:: STUDY MATERIAL

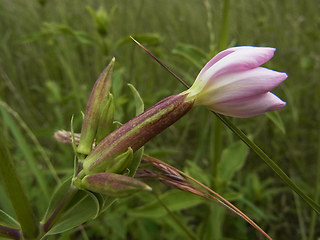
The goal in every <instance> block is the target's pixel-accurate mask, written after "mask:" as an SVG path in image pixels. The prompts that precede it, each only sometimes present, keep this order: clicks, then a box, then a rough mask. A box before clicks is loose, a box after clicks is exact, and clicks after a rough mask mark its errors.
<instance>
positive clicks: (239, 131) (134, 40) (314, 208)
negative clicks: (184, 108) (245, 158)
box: [134, 40, 320, 215]
mask: <svg viewBox="0 0 320 240" xmlns="http://www.w3.org/2000/svg"><path fill="white" fill-rule="evenodd" d="M134 41H135V42H136V43H137V44H138V45H139V46H141V47H142V48H143V49H144V50H145V51H146V52H147V53H148V54H149V55H150V56H151V57H152V58H154V59H155V60H156V61H157V62H158V63H159V64H160V65H161V66H163V67H164V68H165V69H166V70H167V71H168V72H170V73H171V74H172V75H173V76H174V77H175V78H176V79H178V80H179V81H180V83H181V84H183V85H184V86H185V87H187V88H189V85H188V84H187V83H186V82H185V81H184V80H183V79H182V78H180V77H179V76H178V75H177V74H175V73H174V72H173V71H172V70H171V69H170V68H169V67H168V66H167V65H165V64H164V63H163V62H161V61H160V59H158V58H156V57H155V56H154V55H153V54H152V53H151V52H150V51H149V50H148V49H146V48H145V47H143V46H142V45H141V44H140V43H138V42H137V41H136V40H134ZM213 113H214V114H216V116H217V117H218V118H220V120H221V121H222V122H223V123H224V124H225V125H226V126H227V127H229V128H230V129H231V130H232V131H233V132H234V133H235V134H236V135H238V137H239V138H240V139H241V140H242V141H243V142H244V143H245V144H246V145H247V146H248V147H249V148H251V149H252V150H253V151H254V152H255V153H256V154H257V155H258V156H259V157H260V158H261V159H262V160H263V161H265V163H266V164H267V165H268V166H269V167H270V168H271V169H272V170H273V171H274V172H275V173H276V174H277V175H278V176H279V177H280V178H281V179H282V180H283V181H284V182H285V183H286V184H287V185H288V186H289V187H290V188H291V189H292V190H293V191H295V192H296V193H297V194H298V195H299V196H300V197H301V198H302V199H303V200H304V201H305V202H306V203H307V204H308V205H309V206H310V207H311V208H312V209H313V210H314V211H315V212H316V213H317V214H318V215H320V206H319V205H318V204H317V203H316V202H315V201H313V200H312V199H311V198H310V197H308V196H307V195H306V194H305V193H304V192H303V191H302V190H301V189H300V188H299V187H298V186H297V185H296V184H295V183H294V182H292V181H291V179H290V178H289V177H288V176H287V175H286V174H285V173H284V172H283V171H282V170H281V168H280V167H279V166H278V165H277V164H276V163H275V162H274V161H273V160H271V159H270V158H269V157H268V156H267V155H266V154H265V153H264V152H263V151H262V149H261V148H259V147H258V146H257V145H256V144H255V143H254V142H252V141H251V140H250V139H249V138H248V137H247V136H246V135H245V134H244V133H243V132H242V131H241V130H240V129H239V128H237V127H236V126H235V125H234V124H233V123H232V122H231V121H229V120H228V119H227V118H226V117H224V116H222V115H220V114H218V113H215V112H213Z"/></svg>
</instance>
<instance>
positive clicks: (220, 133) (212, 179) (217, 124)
mask: <svg viewBox="0 0 320 240" xmlns="http://www.w3.org/2000/svg"><path fill="white" fill-rule="evenodd" d="M221 129H222V124H221V121H218V120H217V119H216V121H215V124H214V145H213V146H214V155H213V159H212V186H215V185H216V183H217V178H218V164H219V161H220V158H221V152H222V134H221V132H222V131H221Z"/></svg>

::::

### WORK TASK
From the records above, transcribe exactly the run of lines that opens with the line holding "positive clicks: (239, 131)" and closes with the line holding "negative clicks: (184, 108) (245, 158)", both included.

### RESPONSE TO THE TASK
positive clicks: (239, 131) (134, 40) (314, 208)
negative clicks: (184, 108) (245, 158)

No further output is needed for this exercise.